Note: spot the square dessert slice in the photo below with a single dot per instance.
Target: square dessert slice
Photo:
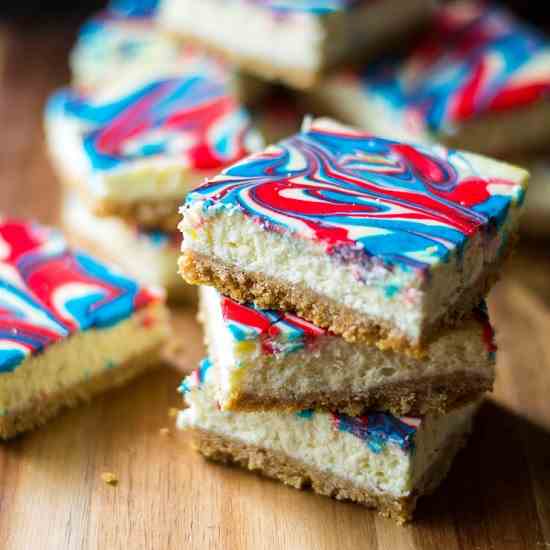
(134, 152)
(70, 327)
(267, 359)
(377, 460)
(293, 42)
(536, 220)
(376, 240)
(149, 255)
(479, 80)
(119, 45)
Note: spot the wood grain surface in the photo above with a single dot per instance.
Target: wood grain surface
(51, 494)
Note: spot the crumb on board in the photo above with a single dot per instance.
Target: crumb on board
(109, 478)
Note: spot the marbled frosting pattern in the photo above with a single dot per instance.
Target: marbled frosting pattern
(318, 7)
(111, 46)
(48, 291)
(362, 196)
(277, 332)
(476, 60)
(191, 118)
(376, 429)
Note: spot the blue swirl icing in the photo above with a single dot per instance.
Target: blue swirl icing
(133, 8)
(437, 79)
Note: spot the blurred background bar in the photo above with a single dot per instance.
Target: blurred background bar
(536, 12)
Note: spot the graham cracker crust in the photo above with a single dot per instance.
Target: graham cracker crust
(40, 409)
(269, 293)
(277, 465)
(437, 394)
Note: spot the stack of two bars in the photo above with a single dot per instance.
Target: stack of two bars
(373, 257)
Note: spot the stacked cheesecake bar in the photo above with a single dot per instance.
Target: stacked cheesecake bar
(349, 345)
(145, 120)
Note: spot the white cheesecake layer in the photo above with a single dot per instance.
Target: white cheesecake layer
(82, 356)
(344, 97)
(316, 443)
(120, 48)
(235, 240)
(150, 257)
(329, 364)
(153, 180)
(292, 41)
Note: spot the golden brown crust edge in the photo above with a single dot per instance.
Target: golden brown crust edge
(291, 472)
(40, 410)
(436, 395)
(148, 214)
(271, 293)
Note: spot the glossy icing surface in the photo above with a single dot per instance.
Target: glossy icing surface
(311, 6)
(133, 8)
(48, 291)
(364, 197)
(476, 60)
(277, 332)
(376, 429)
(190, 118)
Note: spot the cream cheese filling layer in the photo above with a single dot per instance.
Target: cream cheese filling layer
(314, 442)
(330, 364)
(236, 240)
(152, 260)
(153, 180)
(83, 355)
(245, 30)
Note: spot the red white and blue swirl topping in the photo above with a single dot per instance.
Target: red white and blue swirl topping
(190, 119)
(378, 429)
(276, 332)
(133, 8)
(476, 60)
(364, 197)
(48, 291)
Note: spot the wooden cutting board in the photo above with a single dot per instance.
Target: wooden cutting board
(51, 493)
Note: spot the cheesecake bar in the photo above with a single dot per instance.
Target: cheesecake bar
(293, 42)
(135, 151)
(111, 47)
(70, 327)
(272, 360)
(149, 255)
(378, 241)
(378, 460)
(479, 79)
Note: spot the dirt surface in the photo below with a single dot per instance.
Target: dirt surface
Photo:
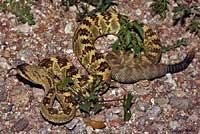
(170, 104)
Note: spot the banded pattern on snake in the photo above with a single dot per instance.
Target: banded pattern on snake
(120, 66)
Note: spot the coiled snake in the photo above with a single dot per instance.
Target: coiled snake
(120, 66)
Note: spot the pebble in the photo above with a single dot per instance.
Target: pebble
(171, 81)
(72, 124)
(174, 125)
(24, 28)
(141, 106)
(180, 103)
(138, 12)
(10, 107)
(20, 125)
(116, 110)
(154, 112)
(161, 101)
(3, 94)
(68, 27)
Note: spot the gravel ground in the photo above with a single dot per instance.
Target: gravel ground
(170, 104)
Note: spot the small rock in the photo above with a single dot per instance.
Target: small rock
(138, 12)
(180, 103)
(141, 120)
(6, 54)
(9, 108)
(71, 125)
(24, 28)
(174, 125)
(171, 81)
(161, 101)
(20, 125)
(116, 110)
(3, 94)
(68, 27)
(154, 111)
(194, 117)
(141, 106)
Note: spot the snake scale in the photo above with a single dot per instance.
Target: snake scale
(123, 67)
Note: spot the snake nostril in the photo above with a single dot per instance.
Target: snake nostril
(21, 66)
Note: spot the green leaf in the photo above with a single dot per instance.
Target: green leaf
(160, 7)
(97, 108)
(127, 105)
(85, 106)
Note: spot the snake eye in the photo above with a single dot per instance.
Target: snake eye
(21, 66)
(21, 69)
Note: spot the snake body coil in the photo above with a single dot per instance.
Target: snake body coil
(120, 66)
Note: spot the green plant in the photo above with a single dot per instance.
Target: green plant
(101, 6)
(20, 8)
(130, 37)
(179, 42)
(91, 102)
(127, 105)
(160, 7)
┄┄┄┄┄┄
## Required work
Format all of the data above as a numbered list with one item per line and no blank lines, leaving out the pictures.

## Response below
1. Note: spot the square dessert slice in the photo below with a single dot per instance.
2. Target: square dessert slice
3. Photo:
4. (134, 152)
5. (70, 327)
6. (267, 359)
7. (377, 460)
8. (293, 42)
9. (536, 220)
10. (376, 240)
11. (149, 255)
12. (479, 80)
13. (119, 45)
14. Note: spot the wood grain surface in the photo above with a single dot per instance.
15. Target: wood grain surface
16. (51, 494)
17. Note: spot the crumb on board in the photo above with a single dot per instance.
18. Target: crumb on board
19. (109, 478)
20. Note: spot the marbled frosting pattern in the photo above with a single dot per instance.
21. Target: marbled frosting pattern
22. (318, 7)
23. (111, 46)
24. (48, 291)
25. (362, 196)
26. (277, 332)
27. (476, 60)
28. (191, 118)
29. (376, 429)
30. Note: spot the blue swirl icing in the photo above with a single dot per instance.
31. Target: blue swirl icing
32. (133, 8)
33. (437, 79)
34. Note: spot the blurred background bar in the photo above with a single dot per instance.
35. Target: blurred background bar
36. (536, 12)
37. Note: spot the graham cracker crust in the photo above with a single dot per instance.
38. Target: graham cracker crust
39. (40, 409)
40. (269, 293)
41. (277, 465)
42. (437, 394)
43. Note: spot the stack of two bars in the photo above with a single dot per instance.
44. Target: stack of two bars
45. (373, 257)
46. Note: spot the stacked cheesecake bar in the photo above with a single dot per instance.
47. Target: stacked cheesecake bar
48. (349, 345)
49. (145, 120)
50. Note: spot the white cheesecake layer in the photo above with a single dot per instance.
51. Target: white cheesecake layer
52. (82, 356)
53. (344, 97)
54. (316, 443)
55. (120, 48)
56. (235, 240)
57. (150, 257)
58. (329, 364)
59. (153, 180)
60. (292, 41)
61. Note: spot the golden brown crust edge in the photo above with a single dot per instance.
62. Target: golden brown crust edge
63. (291, 472)
64. (40, 410)
65. (436, 395)
66. (148, 214)
67. (271, 293)
68. Note: spot the glossy icing surface in the photo above with a single dot per instance.
69. Target: glossy icing surface
70. (311, 6)
71. (133, 8)
72. (48, 291)
73. (364, 197)
74. (476, 60)
75. (277, 332)
76. (376, 429)
77. (190, 118)
78. Note: spot the cream cheese filling layer in the photo above with a single dot per instance.
79. Target: cream cheese filling layer
80. (314, 442)
81. (330, 364)
82. (236, 240)
83. (152, 260)
84. (153, 180)
85. (83, 355)
86. (245, 30)
87. Note: spot the red white and blue swirl topping in the photo above with a single dot per instance.
88. Target: red white and blue swirl topping
89. (190, 119)
90. (378, 429)
91. (276, 332)
92. (133, 8)
93. (476, 60)
94. (364, 197)
95. (48, 291)
96. Note: spot the wooden cutting board in the photo above with a single dot per instance.
97. Target: wooden cutting board
98. (51, 493)
99. Note: spot the cheesecake bar in the photo above with a single dot per instance.
100. Target: cheesecake bar
101. (293, 42)
102. (135, 151)
103. (111, 47)
104. (70, 327)
105. (272, 360)
106. (149, 255)
107. (378, 241)
108. (378, 460)
109. (479, 79)
110. Note: spot the dirt surface in the photo below with a single dot per instance.
111. Target: dirt surface
112. Photo:
113. (170, 104)
114. Note: spot the banded pattern on snake in the photo above with a single dot per instance.
115. Target: banded pattern on snake
116. (120, 66)
117. Note: spot the coiled snake in the photo above with a single dot per instance.
118. Target: coiled snake
119. (120, 66)
120. Note: spot the pebble in the photo above with a single dot per instance.
121. Target: pebble
122. (171, 81)
123. (72, 124)
124. (174, 125)
125. (24, 28)
126. (141, 106)
127. (180, 103)
128. (138, 12)
129. (10, 107)
130. (20, 125)
131. (116, 110)
132. (154, 112)
133. (161, 101)
134. (3, 94)
135. (68, 27)
136. Note: spot the gravel ground in the photo above with a single dot per instance.
137. Target: gravel ground
138. (170, 104)
139. Note: spot the small rock in the photo above with a single dot per instance.
140. Target: small rock
141. (138, 12)
142. (180, 103)
143. (141, 120)
144. (6, 54)
145. (9, 108)
146. (71, 125)
147. (24, 28)
148. (174, 125)
149. (171, 81)
150. (161, 101)
151. (20, 125)
152. (116, 110)
153. (3, 94)
154. (68, 27)
155. (154, 111)
156. (194, 117)
157. (141, 106)
158. Note: spot the snake scale in the photo above with a single dot per instance.
159. Target: snake scale
160. (123, 67)
161. Note: spot the snake nostril in the photo above with a single dot per instance.
162. Target: snake nostril
163. (21, 66)
164. Note: spot the green leaf in the photo above with a single dot per instance.
165. Target: green leaf
166. (160, 7)
167. (97, 108)
168. (127, 105)
169. (85, 106)
170. Note: spot the snake eye in the photo above with a single dot per instance.
171. Target: snake eye
172. (21, 66)
173. (21, 69)
174. Note: spot the snake body coil in the photo above with a single dot per instance.
175. Target: snake body coil
176. (120, 66)
177. Note: spot the green plant in the photo above with a single dot per instance.
178. Target: green plant
179. (101, 6)
180. (20, 8)
181. (130, 37)
182. (179, 42)
183. (91, 102)
184. (127, 105)
185. (160, 7)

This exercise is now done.